[Opening Text segment section]

This ingenious framework, and the facets Fergus gives it, make Nighthawk’s Wing compelling reading. Gideon Stoltz is a man first and a detective second, and though the two naturally intertwine, the narrative offers much more than a whodunit — luckily, for reasons I’ll get to. Not only do Gideon’s cognitive difficulties and the various reactions to them provide a touching, unusual background in a mystery, the social atmosphere places the narrative firmly in the central Pennsylvania soil.

This document bound one Henry Mayer as indentured servant to Abraham Hestant of Bucks County, Pennsylvania, in 1738. Many German immigrants to Pennsylvania, erroneously called “Dutch,” bound themselves in this way (courtesy Immigrant Servants Database, via Wikimedia Commons; public domain)

Like many people in Sinking Valley, Gideon’s of German extraction, or, as commonly called, “Dutch,” apparently a corruption of the German word Deitsch, how they describe themselves. Much hated and maligned for being different, they occupy a social position that marks the story. With skillful economy, Fergus deploys the animosity to effect, tracing its roots and consequences, and since Rebecca was Deitsch, Gideon must take that into account.

[Closing Text segment section]
[Opening Supplied information section]

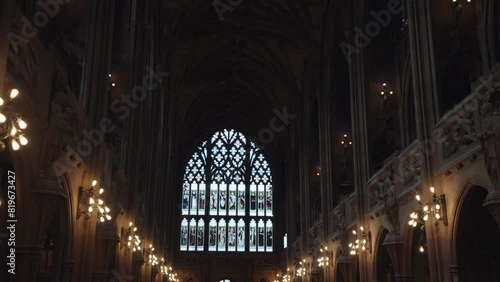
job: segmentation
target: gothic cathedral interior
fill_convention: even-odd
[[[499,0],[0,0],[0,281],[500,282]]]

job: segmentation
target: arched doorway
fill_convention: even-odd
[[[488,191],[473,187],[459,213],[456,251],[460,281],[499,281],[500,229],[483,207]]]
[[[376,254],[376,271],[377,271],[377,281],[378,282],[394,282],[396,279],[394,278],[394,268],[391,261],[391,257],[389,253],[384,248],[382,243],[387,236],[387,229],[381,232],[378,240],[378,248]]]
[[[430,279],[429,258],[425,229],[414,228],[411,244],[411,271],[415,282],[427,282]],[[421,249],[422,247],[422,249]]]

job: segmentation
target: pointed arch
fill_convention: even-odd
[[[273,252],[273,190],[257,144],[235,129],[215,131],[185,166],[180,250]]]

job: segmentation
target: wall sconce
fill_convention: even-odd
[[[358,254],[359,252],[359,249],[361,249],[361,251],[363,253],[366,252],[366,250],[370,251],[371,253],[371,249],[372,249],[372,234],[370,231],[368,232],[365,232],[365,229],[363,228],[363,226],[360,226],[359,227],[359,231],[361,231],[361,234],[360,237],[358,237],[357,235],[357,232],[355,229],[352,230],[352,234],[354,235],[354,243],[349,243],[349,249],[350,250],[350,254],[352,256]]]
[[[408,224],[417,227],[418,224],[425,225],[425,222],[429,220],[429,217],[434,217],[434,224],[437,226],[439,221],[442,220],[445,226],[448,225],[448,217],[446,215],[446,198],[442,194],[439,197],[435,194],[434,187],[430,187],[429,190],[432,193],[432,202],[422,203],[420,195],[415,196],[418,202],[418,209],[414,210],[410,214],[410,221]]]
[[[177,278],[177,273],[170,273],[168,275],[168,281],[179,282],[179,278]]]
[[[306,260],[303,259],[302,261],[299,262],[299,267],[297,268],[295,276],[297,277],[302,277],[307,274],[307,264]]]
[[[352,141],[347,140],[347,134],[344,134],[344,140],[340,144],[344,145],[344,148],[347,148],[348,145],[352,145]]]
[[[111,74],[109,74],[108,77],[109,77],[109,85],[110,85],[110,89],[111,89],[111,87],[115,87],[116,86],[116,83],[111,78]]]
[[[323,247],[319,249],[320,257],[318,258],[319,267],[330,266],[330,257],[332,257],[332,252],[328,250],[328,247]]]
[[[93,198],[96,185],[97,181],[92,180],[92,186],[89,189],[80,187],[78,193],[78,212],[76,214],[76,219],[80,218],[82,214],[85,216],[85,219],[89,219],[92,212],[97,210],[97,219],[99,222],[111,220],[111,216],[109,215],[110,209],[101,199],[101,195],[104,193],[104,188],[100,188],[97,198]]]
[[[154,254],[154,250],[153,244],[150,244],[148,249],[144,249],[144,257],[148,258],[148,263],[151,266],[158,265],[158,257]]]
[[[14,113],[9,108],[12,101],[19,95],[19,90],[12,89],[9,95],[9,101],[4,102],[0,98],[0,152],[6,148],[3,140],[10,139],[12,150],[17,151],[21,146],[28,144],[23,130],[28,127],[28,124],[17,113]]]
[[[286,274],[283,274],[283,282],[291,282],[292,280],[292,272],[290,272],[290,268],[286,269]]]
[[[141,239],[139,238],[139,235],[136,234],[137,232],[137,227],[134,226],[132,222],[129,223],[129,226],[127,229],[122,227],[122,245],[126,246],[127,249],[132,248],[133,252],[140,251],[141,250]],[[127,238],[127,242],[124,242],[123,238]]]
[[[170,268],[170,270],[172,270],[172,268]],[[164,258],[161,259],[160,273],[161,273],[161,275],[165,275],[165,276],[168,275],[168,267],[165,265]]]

[Closing Supplied information section]
[Opening Supplied information section]

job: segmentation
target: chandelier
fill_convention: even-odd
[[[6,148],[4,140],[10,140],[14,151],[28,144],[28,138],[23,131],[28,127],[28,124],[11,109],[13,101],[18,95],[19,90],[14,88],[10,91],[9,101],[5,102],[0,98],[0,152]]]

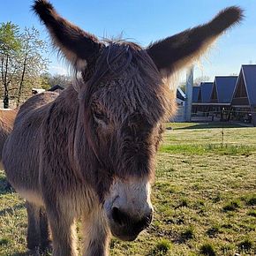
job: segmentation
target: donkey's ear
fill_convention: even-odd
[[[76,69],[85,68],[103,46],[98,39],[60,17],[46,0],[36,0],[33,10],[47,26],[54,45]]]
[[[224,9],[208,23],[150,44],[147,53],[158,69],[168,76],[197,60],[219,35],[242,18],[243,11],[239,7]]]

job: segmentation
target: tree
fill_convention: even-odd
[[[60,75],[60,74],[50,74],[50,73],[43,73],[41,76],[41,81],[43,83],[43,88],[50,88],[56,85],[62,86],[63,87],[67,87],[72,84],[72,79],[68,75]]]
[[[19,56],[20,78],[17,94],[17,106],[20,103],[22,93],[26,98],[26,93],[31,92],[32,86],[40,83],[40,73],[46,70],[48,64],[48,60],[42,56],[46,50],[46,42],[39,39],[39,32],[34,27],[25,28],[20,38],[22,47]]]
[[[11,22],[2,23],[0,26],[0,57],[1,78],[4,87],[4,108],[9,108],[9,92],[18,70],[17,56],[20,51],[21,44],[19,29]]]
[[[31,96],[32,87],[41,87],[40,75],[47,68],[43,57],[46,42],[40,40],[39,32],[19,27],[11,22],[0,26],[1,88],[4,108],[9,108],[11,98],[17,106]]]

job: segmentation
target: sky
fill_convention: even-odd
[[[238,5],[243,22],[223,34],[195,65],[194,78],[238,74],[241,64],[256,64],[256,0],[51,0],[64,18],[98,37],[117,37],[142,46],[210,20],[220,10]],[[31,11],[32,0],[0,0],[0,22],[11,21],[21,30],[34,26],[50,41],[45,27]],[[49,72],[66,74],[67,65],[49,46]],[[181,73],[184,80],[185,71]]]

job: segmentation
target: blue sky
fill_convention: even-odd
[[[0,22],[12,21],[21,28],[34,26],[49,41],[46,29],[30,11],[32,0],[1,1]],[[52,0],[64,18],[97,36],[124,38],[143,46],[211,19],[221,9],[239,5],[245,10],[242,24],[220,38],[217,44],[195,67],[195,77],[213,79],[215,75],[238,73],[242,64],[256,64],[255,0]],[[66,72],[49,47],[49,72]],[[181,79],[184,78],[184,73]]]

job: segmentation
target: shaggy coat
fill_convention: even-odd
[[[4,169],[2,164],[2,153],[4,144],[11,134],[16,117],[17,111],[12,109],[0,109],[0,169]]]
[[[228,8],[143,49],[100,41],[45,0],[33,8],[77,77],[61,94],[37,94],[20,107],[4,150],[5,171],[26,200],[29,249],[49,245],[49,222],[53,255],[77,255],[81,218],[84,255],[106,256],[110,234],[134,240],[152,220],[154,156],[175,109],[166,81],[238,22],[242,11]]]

[Closing Supplied information section]

◆ What you need to do ◆
1. In the review of Nighthawk's Wing, what word is "Dutch" apparently a corruption of?
2. Resume the review of Nighthawk's Wing, picking up right after its final sentence.

◆ Expected responses ◆
1. The German word Deitsch.

2.
Another pleasure of Nighthawk’s Wing involves the vivid, very much lived-in picture of early nineteenth-century rural American life. Fergus shows us crafts, like grinding and resetting a millstone, or a blacksmith shoeing a horse, and recounts herbal lore and depicts burial customs. Such authenticity extends to various mounted creatures, for riding a beast requires particular skills or physical heft, and either you have them, or you don’t:

The animal’s long upper lip stated that it grudged being ridden. No saddle. The boy sat on a girthed sheepskin with the fleece side down. He held a loop of rope tied to the bit rings on both sides of the mule’s broad, disgruntled mouth. The boy was small, and his leg stuck out sideways from the mule’s sweat-slick barrel — uncomfortable enough, Gideon thought, even for one so young.

The narrative from Rebecca’s point of view works less well, I think. I believe her portrayal as a psychotic — one of her delusions gives the book its title — but by going back in time to let the now-dead speak feels like a copout, telling us what Gideon couldn’t possibly know. That may not bother other readers; and I may also be alone in my dislike of the supernatural elements that play a strong role, especially toward the end.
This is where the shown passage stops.